- [EXERCISE OBJECTIVE]:
Take the line that contains "the dog's black" as the first line and the final line of the records as the last; return exactly those lines and the lines between.

- [DATA TO PROCESS]:
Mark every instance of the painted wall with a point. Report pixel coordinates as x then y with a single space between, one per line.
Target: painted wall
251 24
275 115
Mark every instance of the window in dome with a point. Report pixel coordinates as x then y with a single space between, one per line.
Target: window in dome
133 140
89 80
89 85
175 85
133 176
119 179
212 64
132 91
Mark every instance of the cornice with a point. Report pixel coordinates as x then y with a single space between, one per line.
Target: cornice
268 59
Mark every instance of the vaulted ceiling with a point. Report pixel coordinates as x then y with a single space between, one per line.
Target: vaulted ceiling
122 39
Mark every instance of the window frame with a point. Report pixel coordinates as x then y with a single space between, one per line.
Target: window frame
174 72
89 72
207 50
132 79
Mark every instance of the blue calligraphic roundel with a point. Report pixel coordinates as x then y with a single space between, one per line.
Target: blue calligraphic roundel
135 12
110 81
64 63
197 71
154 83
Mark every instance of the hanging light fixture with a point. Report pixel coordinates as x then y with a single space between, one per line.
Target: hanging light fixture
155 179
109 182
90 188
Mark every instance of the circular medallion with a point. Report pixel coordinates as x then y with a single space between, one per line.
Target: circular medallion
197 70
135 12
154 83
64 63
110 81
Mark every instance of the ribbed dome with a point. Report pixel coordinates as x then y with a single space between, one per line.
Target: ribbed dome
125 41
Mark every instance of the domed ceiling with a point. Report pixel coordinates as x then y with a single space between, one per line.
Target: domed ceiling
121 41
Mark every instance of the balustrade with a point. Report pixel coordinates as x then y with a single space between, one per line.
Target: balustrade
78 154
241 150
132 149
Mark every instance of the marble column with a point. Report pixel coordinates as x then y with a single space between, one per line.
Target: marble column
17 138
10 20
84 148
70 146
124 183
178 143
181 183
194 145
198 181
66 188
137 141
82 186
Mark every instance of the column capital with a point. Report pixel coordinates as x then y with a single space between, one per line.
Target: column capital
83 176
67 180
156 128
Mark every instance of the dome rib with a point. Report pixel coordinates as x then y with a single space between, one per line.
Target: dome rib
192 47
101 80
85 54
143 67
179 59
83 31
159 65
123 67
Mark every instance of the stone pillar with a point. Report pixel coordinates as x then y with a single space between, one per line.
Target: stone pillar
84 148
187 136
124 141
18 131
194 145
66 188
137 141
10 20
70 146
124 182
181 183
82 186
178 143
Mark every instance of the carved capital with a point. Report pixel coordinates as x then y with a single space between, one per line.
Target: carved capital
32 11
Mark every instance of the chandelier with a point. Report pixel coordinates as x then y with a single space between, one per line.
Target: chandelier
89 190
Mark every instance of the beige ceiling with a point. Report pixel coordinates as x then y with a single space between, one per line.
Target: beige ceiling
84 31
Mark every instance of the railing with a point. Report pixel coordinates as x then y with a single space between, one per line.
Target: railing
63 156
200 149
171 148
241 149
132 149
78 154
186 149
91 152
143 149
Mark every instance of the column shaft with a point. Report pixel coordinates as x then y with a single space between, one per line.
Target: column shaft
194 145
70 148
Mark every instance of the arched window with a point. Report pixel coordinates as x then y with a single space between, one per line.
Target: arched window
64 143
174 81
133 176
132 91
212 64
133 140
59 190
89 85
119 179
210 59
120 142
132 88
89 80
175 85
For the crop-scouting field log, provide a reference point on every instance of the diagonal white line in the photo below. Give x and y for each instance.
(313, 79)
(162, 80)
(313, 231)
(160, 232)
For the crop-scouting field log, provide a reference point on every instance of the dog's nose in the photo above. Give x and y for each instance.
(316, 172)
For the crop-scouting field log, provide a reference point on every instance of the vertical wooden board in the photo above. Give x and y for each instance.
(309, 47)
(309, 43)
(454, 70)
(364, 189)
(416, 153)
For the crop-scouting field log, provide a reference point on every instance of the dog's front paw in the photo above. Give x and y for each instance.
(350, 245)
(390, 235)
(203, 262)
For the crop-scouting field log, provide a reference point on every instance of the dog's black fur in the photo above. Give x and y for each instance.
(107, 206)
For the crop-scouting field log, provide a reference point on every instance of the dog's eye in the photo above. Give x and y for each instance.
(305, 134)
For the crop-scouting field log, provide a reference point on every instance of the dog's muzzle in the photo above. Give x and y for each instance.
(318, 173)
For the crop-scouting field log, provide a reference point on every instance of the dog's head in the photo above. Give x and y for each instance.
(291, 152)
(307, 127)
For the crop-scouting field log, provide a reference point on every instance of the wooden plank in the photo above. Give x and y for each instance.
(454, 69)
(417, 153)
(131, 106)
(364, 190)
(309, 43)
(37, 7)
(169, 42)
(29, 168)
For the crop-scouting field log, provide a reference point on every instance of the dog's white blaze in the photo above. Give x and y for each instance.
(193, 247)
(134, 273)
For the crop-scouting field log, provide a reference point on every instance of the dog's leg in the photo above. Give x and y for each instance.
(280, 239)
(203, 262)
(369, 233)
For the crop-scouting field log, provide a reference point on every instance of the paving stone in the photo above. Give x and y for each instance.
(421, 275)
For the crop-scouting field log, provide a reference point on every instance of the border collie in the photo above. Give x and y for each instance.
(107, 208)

- [ANSWER TO THIS PROBLEM]:
For the crop-scouting field log, provide a reference point on every instance of the dog's black fur in the photo above. Give x and y for each instance.
(107, 206)
For the crop-scouting field log, provide a reference point on every instance of the dog's eye in the photo above. Give x and y for each instance.
(305, 134)
For the crop-scouting field log, provide a reference point on every instance of the dog's muzzle in the photo above. Give x and y for each instance.
(318, 173)
For the crop-scouting field log, provide a reference point on every instance of the dog's head in the photo above. Give x and y for each instance.
(291, 152)
(307, 127)
For the crop-scouting field log, provide a reference point on every instance of the wooden plank in the photo above. Give x and y for each instance.
(454, 69)
(417, 153)
(131, 106)
(364, 190)
(309, 43)
(37, 7)
(169, 42)
(29, 168)
For the crop-scouting field log, provide a reference point on every instance of the dog's white blaze in the photo above. Give x and y for each instance.
(193, 247)
(134, 273)
For the crop-scouting field log, provide a reference point on every instance of the dog's leg in the photo above. Give x and y for each instance.
(280, 239)
(203, 262)
(369, 233)
For the crop-scouting field log, provide a reference point on every instance of the paving stone in the photo above. Give x and y for each instance.
(421, 275)
For the crop-scouting field log, provide a reference point on every instance of the border collie in the photo above. Give x and y for each instance.
(107, 208)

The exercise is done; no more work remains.